---- DOCUMENT SECTION
How am I supposed to know what id
value to supply in the SQL statement for new records? And how will I provide that value when working in ROM? If my id
were a UUID, I could just generate the UUID in Ruby and add it to any new records before persisting. But most id
fields tend to be of the auto-incrementing integer variety and are managed internally by the database. How can we account for that in our current scenario? Let’s look at a couple of solutions that I found.
Accessing the id
Sequence Directly
The first solution I found is to ask Postgres to supply an id
value by directly referencing the Postgres sequence underlying this column. Sequences are generators that supply values for auto-incrementing fields. Although sequences are created for you automatically and live mostly behind the scenes, they are named in a predictable way and have functions available to access and manipulate them. Therefore, we can use the Postgres sequence underlying our Players id
column to provide values for our new records. For example, to get the next value for our Players id
, we could use the Postgres nextval
function: nextval('players_id_seq')
.
--------
---- RECORD EXTRACTS
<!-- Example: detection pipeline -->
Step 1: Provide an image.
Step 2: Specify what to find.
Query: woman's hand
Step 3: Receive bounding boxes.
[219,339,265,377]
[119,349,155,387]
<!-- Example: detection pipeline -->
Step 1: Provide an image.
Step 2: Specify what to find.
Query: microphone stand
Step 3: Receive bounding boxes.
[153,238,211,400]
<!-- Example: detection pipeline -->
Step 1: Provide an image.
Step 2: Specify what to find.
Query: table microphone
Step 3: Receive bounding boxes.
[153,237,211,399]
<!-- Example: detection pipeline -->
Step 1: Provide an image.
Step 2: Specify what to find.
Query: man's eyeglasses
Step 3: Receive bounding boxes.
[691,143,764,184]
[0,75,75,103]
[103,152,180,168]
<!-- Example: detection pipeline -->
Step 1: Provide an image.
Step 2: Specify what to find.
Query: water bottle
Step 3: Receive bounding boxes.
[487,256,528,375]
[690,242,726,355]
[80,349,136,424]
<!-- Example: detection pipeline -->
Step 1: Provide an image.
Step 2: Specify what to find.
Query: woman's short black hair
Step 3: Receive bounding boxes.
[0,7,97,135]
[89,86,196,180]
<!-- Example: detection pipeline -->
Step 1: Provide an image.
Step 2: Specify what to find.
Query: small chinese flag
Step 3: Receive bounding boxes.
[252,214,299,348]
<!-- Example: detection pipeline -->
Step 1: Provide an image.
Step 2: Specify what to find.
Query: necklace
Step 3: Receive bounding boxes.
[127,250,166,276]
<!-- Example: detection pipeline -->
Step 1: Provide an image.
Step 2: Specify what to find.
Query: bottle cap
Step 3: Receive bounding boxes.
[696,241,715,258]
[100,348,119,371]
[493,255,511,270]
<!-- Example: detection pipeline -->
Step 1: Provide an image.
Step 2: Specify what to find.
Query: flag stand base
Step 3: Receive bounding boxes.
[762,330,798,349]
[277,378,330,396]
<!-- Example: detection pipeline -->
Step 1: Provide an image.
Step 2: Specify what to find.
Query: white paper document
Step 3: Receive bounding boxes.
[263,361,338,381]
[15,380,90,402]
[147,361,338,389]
--------
▸ **WORK TO DO**
a – Answer each of the following from the Postgres sequence excerpt:
(i) What type of id would let the value be generated in Ruby before persisting?
(ii) What does the excerpt say sequences are?
(iii) What function call returns the next value for the Players id?
b – Quote the Postgres sequence excerpt, starting with "How am I supposed" and going on through "that I found.".
The items come from a separate source and have no connection to the Postgres sequence excerpt.

▸ **TASK-BY-TASK SOLUTIONS**
a –
(i) A UUID.
(ii) Generators that supply values for auto-incrementing fields.
(iii) nextval('players_id_seq')

b –
How am I supposed to know what id
value to supply in the SQL statement for new records? And how will I provide that value when working in ROM? If my id
were a UUID, I could just generate the UUID in Ruby and add it to any new records before persisting. But most id
fields tend to be of the auto-incrementing integer variety and are managed internally by the database. How can we account for that in our current scenario? Let’s look at a couple of solutions that I found.